• [DATA FOR THE TASK]:
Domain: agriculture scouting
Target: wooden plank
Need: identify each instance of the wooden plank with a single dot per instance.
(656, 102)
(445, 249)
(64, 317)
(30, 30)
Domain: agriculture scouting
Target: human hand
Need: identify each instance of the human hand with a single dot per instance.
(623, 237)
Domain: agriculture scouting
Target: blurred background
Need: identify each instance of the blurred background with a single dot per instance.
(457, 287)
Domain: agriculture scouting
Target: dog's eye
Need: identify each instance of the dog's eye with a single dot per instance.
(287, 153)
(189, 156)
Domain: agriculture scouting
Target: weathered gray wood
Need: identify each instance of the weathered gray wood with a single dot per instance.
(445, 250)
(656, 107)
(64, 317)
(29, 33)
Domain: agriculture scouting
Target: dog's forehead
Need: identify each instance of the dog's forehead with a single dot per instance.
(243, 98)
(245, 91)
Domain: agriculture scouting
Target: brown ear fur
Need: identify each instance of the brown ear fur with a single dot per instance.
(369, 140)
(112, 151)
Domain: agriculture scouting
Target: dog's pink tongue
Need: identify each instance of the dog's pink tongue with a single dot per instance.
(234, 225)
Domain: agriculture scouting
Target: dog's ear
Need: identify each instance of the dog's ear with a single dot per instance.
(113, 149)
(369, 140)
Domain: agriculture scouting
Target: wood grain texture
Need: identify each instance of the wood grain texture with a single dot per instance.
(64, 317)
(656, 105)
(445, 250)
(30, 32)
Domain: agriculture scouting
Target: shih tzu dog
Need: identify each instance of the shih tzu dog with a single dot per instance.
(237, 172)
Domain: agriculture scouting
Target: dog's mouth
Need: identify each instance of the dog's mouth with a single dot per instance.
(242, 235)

• [REQUIREMENTS]:
Quote the entire listing above exactly.

• [RESPONSE TO THIS EXERCISE]:
Domain: agriculture scouting
Target: wooden plank
Need: identify each instance of the wooden plank with a single dot per instance.
(656, 102)
(445, 249)
(64, 317)
(30, 30)
Domain: agriculture scouting
Target: human hand
Need: identify each instance of the human hand with a single dot per instance.
(623, 237)
Domain: agriculture scouting
Target: blurred background
Need: identify each instance of the blurred background with a single dot per instance.
(457, 287)
Domain: agriculture scouting
Target: dog's eye
Need: identify each instance of the dog's eye with a single dot per instance.
(287, 153)
(189, 156)
Domain: agriculture scouting
Target: weathered gray wood
Need: identify each instance of the weathered gray wood with a single dot per instance.
(445, 250)
(656, 107)
(64, 317)
(29, 33)
Domain: agriculture scouting
Target: dog's forehead
Need: identify each instance of the dog's forehead with a single dot per instance.
(243, 98)
(245, 91)
Domain: agriculture scouting
Target: brown ear fur
Need: identify each instance of the brown ear fur with a single dot per instance.
(369, 140)
(112, 151)
Domain: agriculture scouting
Target: dog's pink tongue
Need: identify each instance of the dog's pink tongue with a single dot per instance.
(234, 225)
Domain: agriculture scouting
Target: dog's ear
Need: identify each instance of the dog's ear with a single dot per instance.
(113, 149)
(369, 140)
Domain: agriculture scouting
Target: wood grain texture
Need: identify each instance of the wood grain texture with a single dot per instance.
(64, 317)
(656, 105)
(445, 250)
(30, 32)
Domain: agriculture scouting
Target: shih tzu dog
Need: identify each instance of the shih tzu dog with a single dot per instance.
(237, 172)
Domain: agriculture scouting
Target: dog's mouth
Need: identify each instance of the dog's mouth with a single dot per instance.
(242, 235)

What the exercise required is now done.